# USOS PRINCIPALES DEL AGUA > Acuicultura >  Una firma rusa se instala en la localidad turolense de Sarrión para producir caviar

## NoRegistrado

> *Una compañía hispano rusa de cria de esturión ha alquilado una antigua piscifactoría del pueblo por un periodo de 20 años.
> *
> En la localidad turolense de Sarrión están de celebración y es que una compañía rusa ha decidido establecerse en el pueblo para dedicarse a la cría del esturión y a la producción de caviar. 
> 
>  La noticia supone un impulso en la economía del pueblo. La firma, Compañía Hispano Rusa del Esturión ha alquilado, por un periodo de 20 años, una antigua piscifactoría en desuso. El alcalde de la localidad, Narciso Martín, del PAR, ha afirmado que el interés de esta empresa por Sarrión "ha sido una gran noticia que además ayudará a crear empleo en la localidad".
> 
>  Por el momento la empresa esta tramitando las licencias oportunas para iniciar la actividad y es posible que en unos cinco o seis meses comiencen las obras para adecuar la piscifactoría a la cría del esturión. "Según me ha dicho la empresa, en unos meses comenzarán a traer algunos ejemplares para ver cómo se adaptan al entorno".

Registros de datos
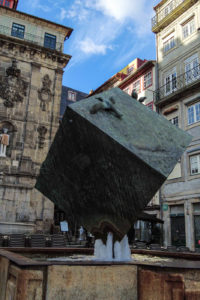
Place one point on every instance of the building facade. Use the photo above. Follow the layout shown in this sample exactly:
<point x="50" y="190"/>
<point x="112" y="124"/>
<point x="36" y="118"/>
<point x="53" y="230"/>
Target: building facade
<point x="69" y="96"/>
<point x="31" y="70"/>
<point x="141" y="76"/>
<point x="176" y="25"/>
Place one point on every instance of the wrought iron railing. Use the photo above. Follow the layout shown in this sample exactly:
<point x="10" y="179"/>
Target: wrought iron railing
<point x="177" y="83"/>
<point x="31" y="38"/>
<point x="165" y="11"/>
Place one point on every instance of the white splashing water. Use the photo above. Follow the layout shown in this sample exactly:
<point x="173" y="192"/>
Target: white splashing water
<point x="122" y="250"/>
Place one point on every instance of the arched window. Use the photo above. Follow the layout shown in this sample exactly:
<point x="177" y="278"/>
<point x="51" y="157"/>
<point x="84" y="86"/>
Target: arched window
<point x="6" y="138"/>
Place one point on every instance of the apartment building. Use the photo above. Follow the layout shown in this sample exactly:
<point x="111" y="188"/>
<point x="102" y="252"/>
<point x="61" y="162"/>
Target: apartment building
<point x="177" y="28"/>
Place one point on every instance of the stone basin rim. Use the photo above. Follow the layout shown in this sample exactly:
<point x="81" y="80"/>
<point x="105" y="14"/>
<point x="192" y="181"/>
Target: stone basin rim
<point x="192" y="261"/>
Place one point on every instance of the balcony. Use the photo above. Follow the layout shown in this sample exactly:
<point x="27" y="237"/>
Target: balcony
<point x="178" y="86"/>
<point x="31" y="38"/>
<point x="169" y="13"/>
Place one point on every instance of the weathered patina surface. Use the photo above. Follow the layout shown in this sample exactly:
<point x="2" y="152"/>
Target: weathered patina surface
<point x="104" y="167"/>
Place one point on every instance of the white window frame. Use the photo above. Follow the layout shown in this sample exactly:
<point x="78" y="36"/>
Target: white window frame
<point x="170" y="82"/>
<point x="174" y="121"/>
<point x="193" y="112"/>
<point x="137" y="86"/>
<point x="192" y="69"/>
<point x="195" y="164"/>
<point x="188" y="28"/>
<point x="148" y="81"/>
<point x="169" y="42"/>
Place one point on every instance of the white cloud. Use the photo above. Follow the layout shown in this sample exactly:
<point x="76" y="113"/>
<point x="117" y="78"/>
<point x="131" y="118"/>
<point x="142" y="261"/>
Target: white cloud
<point x="98" y="25"/>
<point x="119" y="9"/>
<point x="88" y="46"/>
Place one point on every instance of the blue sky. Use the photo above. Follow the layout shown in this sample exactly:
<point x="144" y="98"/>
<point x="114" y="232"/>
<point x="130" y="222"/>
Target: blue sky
<point x="108" y="34"/>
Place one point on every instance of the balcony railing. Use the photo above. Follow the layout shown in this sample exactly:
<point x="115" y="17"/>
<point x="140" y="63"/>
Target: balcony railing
<point x="165" y="11"/>
<point x="174" y="86"/>
<point x="31" y="38"/>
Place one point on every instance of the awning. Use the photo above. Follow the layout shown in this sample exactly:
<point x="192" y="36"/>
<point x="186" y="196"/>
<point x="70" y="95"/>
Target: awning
<point x="150" y="218"/>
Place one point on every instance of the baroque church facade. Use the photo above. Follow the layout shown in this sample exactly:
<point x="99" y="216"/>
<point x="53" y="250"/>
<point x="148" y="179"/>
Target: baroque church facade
<point x="31" y="70"/>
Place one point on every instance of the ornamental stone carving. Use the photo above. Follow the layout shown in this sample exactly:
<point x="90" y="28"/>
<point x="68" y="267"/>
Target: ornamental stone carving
<point x="12" y="87"/>
<point x="42" y="130"/>
<point x="45" y="94"/>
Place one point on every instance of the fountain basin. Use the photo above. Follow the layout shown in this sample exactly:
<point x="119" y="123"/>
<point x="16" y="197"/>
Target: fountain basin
<point x="26" y="274"/>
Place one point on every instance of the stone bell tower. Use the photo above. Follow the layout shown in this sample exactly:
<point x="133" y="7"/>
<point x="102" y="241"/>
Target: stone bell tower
<point x="31" y="70"/>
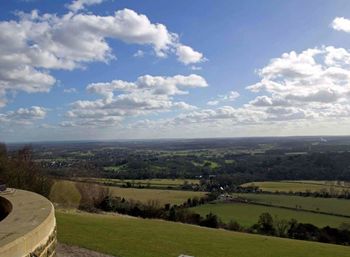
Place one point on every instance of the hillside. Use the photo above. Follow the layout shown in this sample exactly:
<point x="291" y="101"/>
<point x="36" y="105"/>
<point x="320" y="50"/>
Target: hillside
<point x="132" y="237"/>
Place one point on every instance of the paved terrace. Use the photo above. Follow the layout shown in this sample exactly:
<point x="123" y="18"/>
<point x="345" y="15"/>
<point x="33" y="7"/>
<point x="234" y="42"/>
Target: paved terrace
<point x="29" y="229"/>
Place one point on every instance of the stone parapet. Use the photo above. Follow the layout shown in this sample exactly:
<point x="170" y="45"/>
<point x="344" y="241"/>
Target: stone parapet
<point x="29" y="229"/>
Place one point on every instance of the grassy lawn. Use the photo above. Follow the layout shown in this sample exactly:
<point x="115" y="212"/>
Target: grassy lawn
<point x="329" y="205"/>
<point x="294" y="186"/>
<point x="66" y="193"/>
<point x="248" y="214"/>
<point x="132" y="237"/>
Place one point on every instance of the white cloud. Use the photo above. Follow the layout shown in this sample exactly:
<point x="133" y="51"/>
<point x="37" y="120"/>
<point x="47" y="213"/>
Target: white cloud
<point x="187" y="55"/>
<point x="35" y="44"/>
<point x="139" y="54"/>
<point x="147" y="95"/>
<point x="70" y="90"/>
<point x="213" y="102"/>
<point x="341" y="24"/>
<point x="229" y="97"/>
<point x="77" y="5"/>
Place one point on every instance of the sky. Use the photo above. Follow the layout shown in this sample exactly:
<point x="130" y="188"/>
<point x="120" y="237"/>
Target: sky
<point x="116" y="69"/>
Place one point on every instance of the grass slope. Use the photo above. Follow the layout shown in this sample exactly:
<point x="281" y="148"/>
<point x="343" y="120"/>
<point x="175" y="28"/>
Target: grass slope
<point x="328" y="205"/>
<point x="131" y="237"/>
<point x="248" y="214"/>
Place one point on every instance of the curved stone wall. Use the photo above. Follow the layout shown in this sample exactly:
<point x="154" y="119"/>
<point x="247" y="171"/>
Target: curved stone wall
<point x="5" y="207"/>
<point x="29" y="229"/>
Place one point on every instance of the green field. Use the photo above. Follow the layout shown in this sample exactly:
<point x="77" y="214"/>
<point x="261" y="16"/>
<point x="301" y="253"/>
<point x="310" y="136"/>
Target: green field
<point x="327" y="205"/>
<point x="155" y="183"/>
<point x="65" y="193"/>
<point x="124" y="236"/>
<point x="297" y="186"/>
<point x="248" y="214"/>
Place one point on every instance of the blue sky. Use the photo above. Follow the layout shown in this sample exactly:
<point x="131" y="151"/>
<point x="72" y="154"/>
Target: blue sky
<point x="57" y="81"/>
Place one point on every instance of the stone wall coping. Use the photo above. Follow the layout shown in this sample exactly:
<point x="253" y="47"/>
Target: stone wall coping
<point x="28" y="225"/>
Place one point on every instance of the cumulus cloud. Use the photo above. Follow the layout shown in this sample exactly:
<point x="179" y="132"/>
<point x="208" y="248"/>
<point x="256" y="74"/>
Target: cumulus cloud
<point x="341" y="24"/>
<point x="147" y="95"/>
<point x="311" y="84"/>
<point x="35" y="44"/>
<point x="77" y="5"/>
<point x="23" y="116"/>
<point x="139" y="53"/>
<point x="70" y="90"/>
<point x="187" y="55"/>
<point x="229" y="97"/>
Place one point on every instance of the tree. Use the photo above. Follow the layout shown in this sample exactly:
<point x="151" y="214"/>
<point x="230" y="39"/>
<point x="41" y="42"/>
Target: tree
<point x="281" y="226"/>
<point x="266" y="224"/>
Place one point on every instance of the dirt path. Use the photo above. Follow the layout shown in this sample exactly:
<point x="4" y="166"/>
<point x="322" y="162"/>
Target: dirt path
<point x="63" y="250"/>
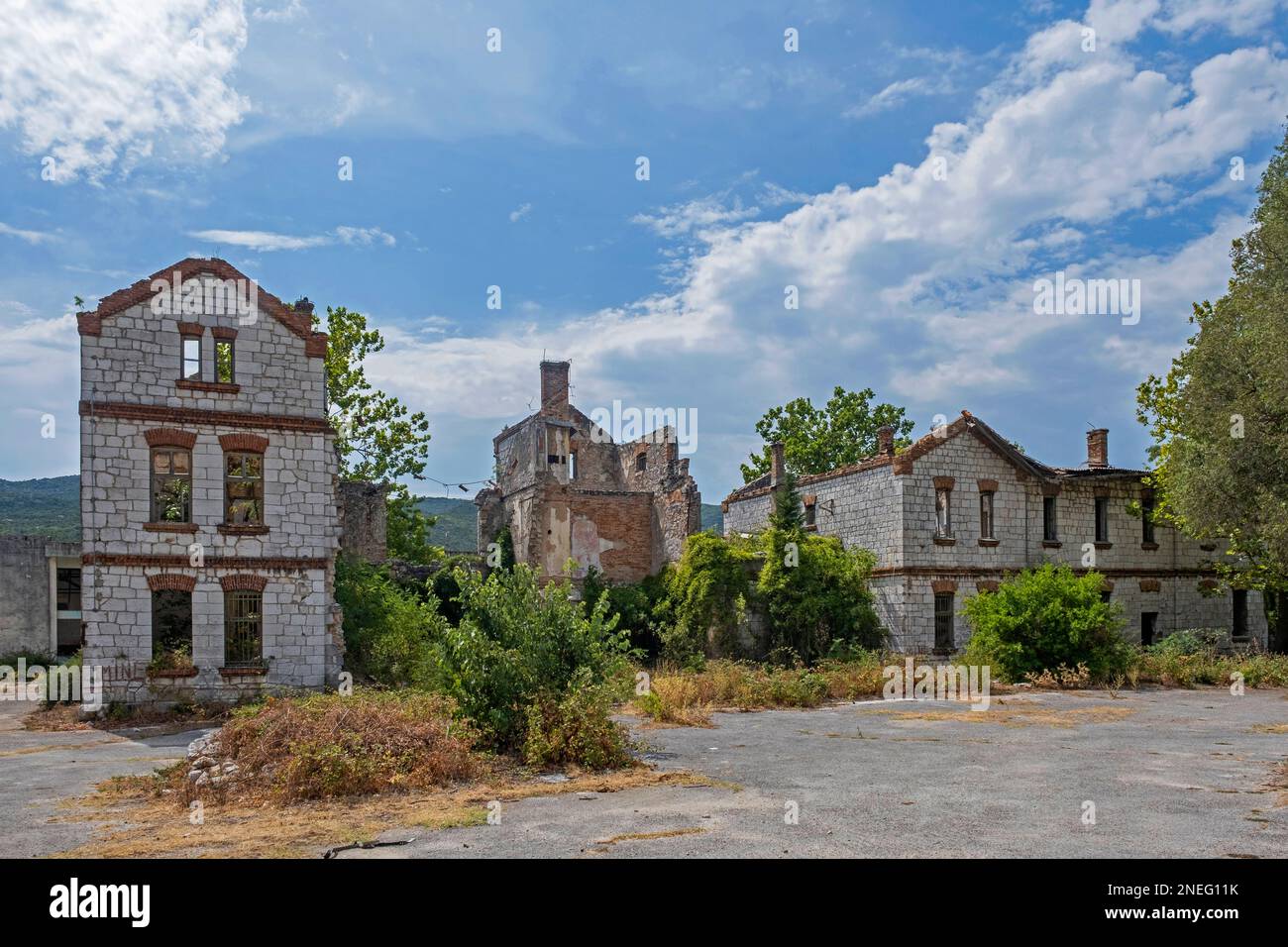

Consigna
Transcribe sin cambios el trozo de la noticia sobre el caviar en Sarrión que va desde "# USOS PRINCIPALES" hasta "de 20 años.".

Respuesta
# USOS PRINCIPALES DEL AGUA > Acuicultura >  Una firma rusa se instala en la localidad turolense de Sarrión para producir caviar

## NoRegistrado

> *Una compañía hispano rusa de cria de esturión ha alquilado una antigua piscifactoría del pueblo por un periodo de 20 años.